╭─ TEXT SHOWN

I am very glad my noble friend realises that, because I only gathered from his speech what he happened to deal with. That enlarges the scope of the Amendment immensely, because it is really a proposition for the substantial derating of all these different subjects as public supply undertakings—electricity, hydraulic, water, and so on. The first point I want to make is that it is a far wider measure of derating than was suggested by my noble friend Lord Askwith, because it embraces all these different undertakings. I stated in reply to the noble Lord, Lord Thomson, a day or two ago, that the derating of gas and electricity undertakings alone would amount to about £3,000,000. Obviously, I cannot give exact figures in this case because it is a partial derating of all these different undertakings. But it is obvious that if you were to derate, or could derate, all these undertakings, as to three-quarters, so far as they supplied industrial or productive enterprise, it would need a very considerable sum, and would mean a very considerable additional charge upon the taxpayers. Neither of my noble friends has explained how he proposes to pass on the benefit of this derating to the industries concerned.

On the technical side, first of all, I never wish to make too much of technical points, but of course this Amendment comes in the wrong place, because Clause 3 deals with definitions and not with apportionment. And the last portion of the Amendment deals with relief and the allocation of relief, which, of course, is alien altogether to this Bill and will be dealt with in the Bill which will be introduced later in the year. Therefore on technical grounds it will not be possible to accept an Amendment of this kind in this Bill.

Then on the practical ground, there is the question of the difficulty which would arise as to the calculation of the derating of these particular undertakings in proportion to the amount which they supplied to industrial undertakings. My noble friend said he was struck by the ease with which he made this calculation. He is a mathematician of considerable standing, and what may be easy to him certainly would not be easy to a large number of valuers and others. Theoretically, I suppose, it is possible to make some distinction. You could ascertain the amount, the number of units or the cubic feet of gas supplied to these different industries, and add them together and make some comparison with the number of cubic feet and the number of units supplied to other industrial undertakings. You could take the receipts from the industrial undertaking and compare them with all the other receipts, but these figures are constantly shifting and I am advised by those who have gone into the subject that it Would be a very difficult matter indeed definitely to make all these ascertainments, that it would require a great deal of accounting, and that it would add very substantially to the charge in administering the measure.

╰─

WORK INSTRUCTIONS
A. In the derating speech, starting at "On the technical" and ending at "in this Bill.", change "Clause 3" to "Clause 5" and write out that stretch.
B. Please carry the derating speech on from its last sentence.
You won't need the listing for any of this.

╭─ INFORMATION SUPPLIED

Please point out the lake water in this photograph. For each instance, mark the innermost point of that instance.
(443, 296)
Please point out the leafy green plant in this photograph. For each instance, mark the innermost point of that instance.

╰─

RESULTS IN ORDER
A.
On the technical side, first of all, I never wish to make too much of technical points, but of course this Amendment comes in the wrong place, because Clause 5 deals with definitions and not with apportionment. And the last portion of the Amendment deals with relief and the allocation of relief, which, of course, is alien altogether to this Bill and will be dealt with in the Bill which will be introduced later in the year. Therefore on technical grounds it will not be possible to accept an Amendment of this kind in this Bill.

B.
As regards the question of merits, both my noble friends dwelt on this point and said that the public supply undertakings, especially this great electrical scheme under the Act of 1926, would be to some extent handicapped, because they would not be derated, whereas if an industrial undertaking supplied itself with its own electricity it would be derated to the extent of three-quarters as regards that undertaking. That, I think, in some cases would be so, but I am advised again, with respect to the incidence of rates, that it would not be very great and that it is extremely unlikely any industry would find it worth while to set up an electrical power producing plant in order to get the advantage of this derating by supplying itself when it could get its electrical supply from public undertakings. I think this point is made far stronger by the electrical development scheme itself. My noble friends will remember what that scheme originally was. It was for concentrating all the production in a few selected power stations, and for distributing the power by means of the "grid" at the smallest possible cost all over the country. I have had some experience in this matter and it seems to me extremely unlikely that they would be able to supply themselves at a cost less than the amount per unit of power supplied by this great scheme, assisted as it would be by Government guarantee in certain quarters.

I cannot think of any industry that would deliberately set up an electricity installation of its own in order to take advantage in that way of derating as against the supply it would be able to draw from the public undertakings. But even if some of your Lordships may differ on that point, I would submit that the Amendment is not practicable at this stage, that it would be very hard to work, and, in addition to all the other objections, it would lay a considerable charge on the ratepayer and would increase considerably the cost of the scheme.

LORD THOMSON

My Lords, I rise to support the Amendment on the general principle that half a loaf is better than no bread. In point of fact this Amendment goes a considerable part of the way in the direction which my original Amendment, indicated. I am not prepared to discuss the technical side of the question with the noble Viscount, who is far more versed in these matters than I am. He continually harps on the question of the shortage of money and of there being so little to go round that it should be distributed in the best possible manner. I submit that that consideration has been passing from the minds of the Government when they decided that the relief that is going to be given should be given to such highly prosperous concerns as breweries, manufacturers of perfumery and other flourishing concerns in this country. We have made that point all along. We have stressed that under this Bill wealthy and prosperous concerns get a benefit while the small shopkeeper and householder get nothing. An injustice has been clearly shown by the noble Lord, Lord Askwith, in regard to these public utility concerns, and it seems to me that these injustices are characteristic of the whole measure. For that reason, if the noble Lord goes to a Division, I shall have the greatest pleasure in voting with him.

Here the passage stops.